### WORK TO COMPLETE:
Work out how many lines of the listing below contain the word "building". Respond with that number only.

START EXCERPTED RECORDS

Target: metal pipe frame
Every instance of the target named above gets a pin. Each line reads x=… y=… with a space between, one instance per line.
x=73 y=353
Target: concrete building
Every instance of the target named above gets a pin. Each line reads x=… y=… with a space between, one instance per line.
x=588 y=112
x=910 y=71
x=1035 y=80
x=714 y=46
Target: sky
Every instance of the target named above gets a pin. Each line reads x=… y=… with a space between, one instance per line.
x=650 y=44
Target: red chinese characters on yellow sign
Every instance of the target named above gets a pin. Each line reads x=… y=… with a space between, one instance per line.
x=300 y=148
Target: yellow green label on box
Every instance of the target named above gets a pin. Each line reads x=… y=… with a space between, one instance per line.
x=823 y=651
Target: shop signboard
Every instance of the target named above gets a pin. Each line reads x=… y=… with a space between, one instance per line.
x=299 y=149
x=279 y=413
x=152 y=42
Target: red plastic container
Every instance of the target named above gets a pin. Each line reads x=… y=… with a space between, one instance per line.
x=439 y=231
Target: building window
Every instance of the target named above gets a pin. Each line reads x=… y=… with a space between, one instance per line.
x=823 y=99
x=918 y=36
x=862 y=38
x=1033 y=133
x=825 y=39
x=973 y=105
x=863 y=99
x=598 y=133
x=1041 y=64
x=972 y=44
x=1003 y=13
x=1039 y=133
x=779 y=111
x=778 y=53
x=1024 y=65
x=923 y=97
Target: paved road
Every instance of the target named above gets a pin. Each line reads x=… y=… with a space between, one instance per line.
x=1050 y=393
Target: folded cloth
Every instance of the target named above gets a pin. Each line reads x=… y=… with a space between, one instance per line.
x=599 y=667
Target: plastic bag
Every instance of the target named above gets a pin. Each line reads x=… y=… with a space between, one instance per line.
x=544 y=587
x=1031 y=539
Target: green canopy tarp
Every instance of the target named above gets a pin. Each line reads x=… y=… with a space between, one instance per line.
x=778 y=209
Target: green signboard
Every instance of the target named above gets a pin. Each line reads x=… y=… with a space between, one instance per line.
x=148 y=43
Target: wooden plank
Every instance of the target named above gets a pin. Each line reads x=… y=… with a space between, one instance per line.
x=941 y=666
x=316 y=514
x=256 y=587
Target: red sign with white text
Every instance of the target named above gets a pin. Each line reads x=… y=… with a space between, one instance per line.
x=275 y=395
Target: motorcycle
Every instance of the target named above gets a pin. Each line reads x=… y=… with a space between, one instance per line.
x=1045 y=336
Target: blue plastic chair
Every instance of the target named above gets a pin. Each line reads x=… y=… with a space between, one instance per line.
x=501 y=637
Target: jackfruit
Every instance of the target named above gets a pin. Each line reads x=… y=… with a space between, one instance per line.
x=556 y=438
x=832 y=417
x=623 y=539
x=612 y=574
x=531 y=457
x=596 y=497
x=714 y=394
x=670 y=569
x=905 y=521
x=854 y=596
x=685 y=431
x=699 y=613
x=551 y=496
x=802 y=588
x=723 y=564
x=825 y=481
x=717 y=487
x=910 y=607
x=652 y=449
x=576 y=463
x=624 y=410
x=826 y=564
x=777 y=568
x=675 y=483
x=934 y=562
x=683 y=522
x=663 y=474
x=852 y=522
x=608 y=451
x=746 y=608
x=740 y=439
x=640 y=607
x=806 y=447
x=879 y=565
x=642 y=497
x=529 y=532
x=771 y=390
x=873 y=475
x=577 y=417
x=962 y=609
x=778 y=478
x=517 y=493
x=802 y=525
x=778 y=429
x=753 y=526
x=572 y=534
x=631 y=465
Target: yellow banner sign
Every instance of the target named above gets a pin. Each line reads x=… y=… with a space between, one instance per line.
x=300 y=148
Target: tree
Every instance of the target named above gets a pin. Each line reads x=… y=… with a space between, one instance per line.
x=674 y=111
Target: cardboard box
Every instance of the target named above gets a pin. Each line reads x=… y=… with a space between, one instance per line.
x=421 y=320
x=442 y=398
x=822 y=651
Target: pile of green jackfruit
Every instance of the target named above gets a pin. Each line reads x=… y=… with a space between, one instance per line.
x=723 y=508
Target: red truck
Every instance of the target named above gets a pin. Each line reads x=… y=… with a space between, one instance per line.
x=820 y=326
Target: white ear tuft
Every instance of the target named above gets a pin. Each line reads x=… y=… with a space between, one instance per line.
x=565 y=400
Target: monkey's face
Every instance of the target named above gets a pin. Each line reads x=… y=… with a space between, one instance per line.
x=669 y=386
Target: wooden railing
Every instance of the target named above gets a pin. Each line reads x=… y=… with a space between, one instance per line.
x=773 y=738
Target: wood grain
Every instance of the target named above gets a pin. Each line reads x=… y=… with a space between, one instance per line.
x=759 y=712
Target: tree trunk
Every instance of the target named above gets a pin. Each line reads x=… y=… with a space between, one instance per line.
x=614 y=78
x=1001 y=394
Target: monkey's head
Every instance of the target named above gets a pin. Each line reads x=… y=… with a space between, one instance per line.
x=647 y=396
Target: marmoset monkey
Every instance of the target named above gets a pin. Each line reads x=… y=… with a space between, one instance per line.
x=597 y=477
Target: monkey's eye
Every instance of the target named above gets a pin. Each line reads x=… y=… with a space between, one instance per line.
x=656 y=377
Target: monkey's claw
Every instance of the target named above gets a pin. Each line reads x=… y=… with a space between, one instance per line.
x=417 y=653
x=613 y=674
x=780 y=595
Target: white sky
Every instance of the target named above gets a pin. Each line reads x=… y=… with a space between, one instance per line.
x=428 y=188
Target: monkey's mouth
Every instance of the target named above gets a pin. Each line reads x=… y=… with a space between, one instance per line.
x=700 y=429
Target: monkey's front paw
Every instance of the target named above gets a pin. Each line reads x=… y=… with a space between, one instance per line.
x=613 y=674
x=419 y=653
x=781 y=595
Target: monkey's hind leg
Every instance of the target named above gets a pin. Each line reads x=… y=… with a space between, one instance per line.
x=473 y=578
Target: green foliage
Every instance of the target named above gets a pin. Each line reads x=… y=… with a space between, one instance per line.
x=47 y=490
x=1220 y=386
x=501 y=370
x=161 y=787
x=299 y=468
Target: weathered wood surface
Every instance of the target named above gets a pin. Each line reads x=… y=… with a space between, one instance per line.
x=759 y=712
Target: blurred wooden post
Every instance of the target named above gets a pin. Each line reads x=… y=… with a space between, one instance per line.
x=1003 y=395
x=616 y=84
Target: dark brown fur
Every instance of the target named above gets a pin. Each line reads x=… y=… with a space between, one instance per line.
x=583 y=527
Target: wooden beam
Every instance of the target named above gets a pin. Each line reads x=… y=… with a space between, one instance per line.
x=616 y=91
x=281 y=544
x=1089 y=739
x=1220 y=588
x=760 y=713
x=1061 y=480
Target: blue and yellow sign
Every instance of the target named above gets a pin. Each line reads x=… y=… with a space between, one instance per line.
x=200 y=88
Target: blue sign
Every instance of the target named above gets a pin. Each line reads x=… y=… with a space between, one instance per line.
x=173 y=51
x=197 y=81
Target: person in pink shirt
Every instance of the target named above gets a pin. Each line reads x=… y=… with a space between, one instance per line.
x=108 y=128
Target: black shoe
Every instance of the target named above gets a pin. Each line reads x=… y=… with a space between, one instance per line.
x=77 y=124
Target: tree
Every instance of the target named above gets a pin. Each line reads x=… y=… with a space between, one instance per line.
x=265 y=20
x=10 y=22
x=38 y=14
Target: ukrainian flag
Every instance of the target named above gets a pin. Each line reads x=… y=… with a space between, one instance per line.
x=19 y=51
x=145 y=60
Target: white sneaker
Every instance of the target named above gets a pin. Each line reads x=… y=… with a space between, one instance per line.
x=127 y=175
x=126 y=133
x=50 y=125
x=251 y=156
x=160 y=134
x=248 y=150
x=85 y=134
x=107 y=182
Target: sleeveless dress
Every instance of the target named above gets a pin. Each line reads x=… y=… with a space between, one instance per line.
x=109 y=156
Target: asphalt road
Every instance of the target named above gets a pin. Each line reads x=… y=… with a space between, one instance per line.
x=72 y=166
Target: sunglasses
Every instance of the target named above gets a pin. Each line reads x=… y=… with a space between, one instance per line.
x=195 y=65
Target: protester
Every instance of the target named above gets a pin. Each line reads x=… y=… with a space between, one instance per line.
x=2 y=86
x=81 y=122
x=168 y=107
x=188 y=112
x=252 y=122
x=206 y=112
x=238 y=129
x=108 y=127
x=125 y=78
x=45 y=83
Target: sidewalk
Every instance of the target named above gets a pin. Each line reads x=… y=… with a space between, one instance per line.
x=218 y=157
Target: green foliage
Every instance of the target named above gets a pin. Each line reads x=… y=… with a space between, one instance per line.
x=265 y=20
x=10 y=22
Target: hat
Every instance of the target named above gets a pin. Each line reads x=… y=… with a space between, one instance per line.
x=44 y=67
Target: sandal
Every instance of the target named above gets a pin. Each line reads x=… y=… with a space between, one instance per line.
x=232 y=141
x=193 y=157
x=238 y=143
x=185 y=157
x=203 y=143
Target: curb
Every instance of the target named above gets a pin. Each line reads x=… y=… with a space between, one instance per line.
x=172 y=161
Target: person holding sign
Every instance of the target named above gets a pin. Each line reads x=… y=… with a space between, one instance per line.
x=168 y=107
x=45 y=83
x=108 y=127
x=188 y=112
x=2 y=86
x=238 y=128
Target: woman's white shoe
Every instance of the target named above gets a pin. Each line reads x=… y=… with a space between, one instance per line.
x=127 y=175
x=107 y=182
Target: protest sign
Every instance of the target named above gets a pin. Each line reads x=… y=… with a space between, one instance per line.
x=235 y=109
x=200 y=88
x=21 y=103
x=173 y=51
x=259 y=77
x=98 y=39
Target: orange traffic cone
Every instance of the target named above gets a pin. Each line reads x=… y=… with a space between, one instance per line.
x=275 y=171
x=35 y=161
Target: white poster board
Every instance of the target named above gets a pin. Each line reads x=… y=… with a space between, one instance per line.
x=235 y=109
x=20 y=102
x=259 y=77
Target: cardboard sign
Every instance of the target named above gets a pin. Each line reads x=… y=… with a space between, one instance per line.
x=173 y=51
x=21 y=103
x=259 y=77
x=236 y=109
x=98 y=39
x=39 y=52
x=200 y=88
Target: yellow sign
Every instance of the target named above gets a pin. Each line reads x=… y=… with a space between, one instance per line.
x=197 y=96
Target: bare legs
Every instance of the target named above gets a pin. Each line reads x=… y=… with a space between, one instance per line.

END EXCERPTED RECORDS

### SOLUTION:
2